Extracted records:
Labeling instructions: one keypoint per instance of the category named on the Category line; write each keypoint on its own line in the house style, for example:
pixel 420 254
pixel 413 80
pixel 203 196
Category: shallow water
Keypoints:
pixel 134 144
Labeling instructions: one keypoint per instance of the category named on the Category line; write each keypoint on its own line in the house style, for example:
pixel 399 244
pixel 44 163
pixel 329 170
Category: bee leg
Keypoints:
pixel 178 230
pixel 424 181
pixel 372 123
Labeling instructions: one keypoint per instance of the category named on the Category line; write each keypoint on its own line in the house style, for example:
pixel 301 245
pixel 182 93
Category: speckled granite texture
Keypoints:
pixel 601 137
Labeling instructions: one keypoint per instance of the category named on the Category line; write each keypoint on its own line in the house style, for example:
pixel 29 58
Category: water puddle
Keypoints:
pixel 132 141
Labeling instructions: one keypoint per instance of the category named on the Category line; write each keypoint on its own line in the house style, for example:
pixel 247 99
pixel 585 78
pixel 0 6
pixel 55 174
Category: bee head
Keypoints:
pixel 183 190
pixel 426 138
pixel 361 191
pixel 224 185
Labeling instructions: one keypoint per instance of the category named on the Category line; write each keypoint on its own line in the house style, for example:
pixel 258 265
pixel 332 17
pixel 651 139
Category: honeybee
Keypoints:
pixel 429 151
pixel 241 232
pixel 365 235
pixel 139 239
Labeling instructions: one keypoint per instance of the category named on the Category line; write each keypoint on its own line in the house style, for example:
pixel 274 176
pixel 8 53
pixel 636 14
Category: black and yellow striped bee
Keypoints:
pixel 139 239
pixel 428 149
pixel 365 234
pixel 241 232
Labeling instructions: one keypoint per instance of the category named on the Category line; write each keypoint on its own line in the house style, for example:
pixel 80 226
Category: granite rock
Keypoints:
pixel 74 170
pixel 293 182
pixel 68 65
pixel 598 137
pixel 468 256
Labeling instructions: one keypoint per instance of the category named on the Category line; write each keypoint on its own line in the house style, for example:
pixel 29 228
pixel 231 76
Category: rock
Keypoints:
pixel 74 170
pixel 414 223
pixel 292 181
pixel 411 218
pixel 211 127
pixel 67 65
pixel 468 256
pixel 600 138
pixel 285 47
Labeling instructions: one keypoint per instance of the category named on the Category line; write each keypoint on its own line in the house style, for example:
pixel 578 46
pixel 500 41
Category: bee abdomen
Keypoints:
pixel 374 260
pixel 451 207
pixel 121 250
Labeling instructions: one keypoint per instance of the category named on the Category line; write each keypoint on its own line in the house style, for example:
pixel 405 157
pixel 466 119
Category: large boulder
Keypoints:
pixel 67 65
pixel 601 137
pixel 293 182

■ **Task goal**:
The records must each be output verbatim, with nothing left out.

■ **Answer area**:
Labeling instructions: one keypoint per instance of the category named on the Category line; write each keypoint on its own line in the house style, for example:
pixel 420 254
pixel 413 80
pixel 203 196
Category: shallow water
Keypoints:
pixel 134 144
Labeling instructions: one keypoint per instance of the category named on the Category line; write each keypoint on its own line in the house style, for example:
pixel 399 244
pixel 44 163
pixel 329 170
Category: bee leg
Keypoints:
pixel 178 230
pixel 424 181
pixel 372 123
Labeling instructions: one keypoint per instance of the category named on the Category line; write each keypoint on its own line in the house style, for example:
pixel 301 245
pixel 182 93
Category: speckled granite texture
Keypoints:
pixel 601 137
Labeling instructions: one keypoint per instance of the category named on the Category line; write each keypoint on its own line in the house style, for example:
pixel 29 58
Category: water puddle
Keypoints:
pixel 132 141
Labeling instructions: one keypoint per instance of the category named on the Category line; write each keypoint on its own line in the house style, for example:
pixel 247 99
pixel 585 78
pixel 0 6
pixel 55 174
Category: bee head
Keypoints:
pixel 183 190
pixel 426 138
pixel 361 191
pixel 224 185
Labeling instructions: one keypoint per instance of the category named on the Category line; write each keypoint on its own line in the house style, for example:
pixel 258 265
pixel 332 17
pixel 651 139
Category: honeybee
Keypoints:
pixel 429 151
pixel 241 232
pixel 365 235
pixel 139 239
Labeling instructions: one keypoint per instance of the category named on the Category line; write each keypoint on its own line in the house style, for example:
pixel 274 176
pixel 8 53
pixel 636 14
Category: black and yellow striped bee
Keypoints:
pixel 139 239
pixel 428 149
pixel 365 234
pixel 241 232
Labeling instructions: one keypoint per instance of the category named on the Category line; write each keypoint on its own line in the house style, for example:
pixel 80 226
Category: granite rock
Keypoints:
pixel 74 170
pixel 293 182
pixel 68 65
pixel 598 137
pixel 468 256
Labeling instructions: one keypoint per instance of the category named on the Category line; write each keypoint on its own line in the house style, for example:
pixel 29 228
pixel 231 76
Category: rock
Keypoints:
pixel 74 170
pixel 414 223
pixel 292 181
pixel 411 218
pixel 211 127
pixel 67 65
pixel 468 256
pixel 600 138
pixel 285 47
Labeling instructions: one keypoint per instance of the category named on the Category line; write each keypoint on its own line in the house style, for example:
pixel 578 46
pixel 500 41
Category: bee abdomen
Keypoints:
pixel 374 260
pixel 451 207
pixel 121 250
Labeling instructions: one keypoint per instance of the category named on the Category line; write each keypoint on its own line in the house style, for example:
pixel 405 157
pixel 466 119
Category: large boulder
Keypoints:
pixel 67 65
pixel 601 137
pixel 293 182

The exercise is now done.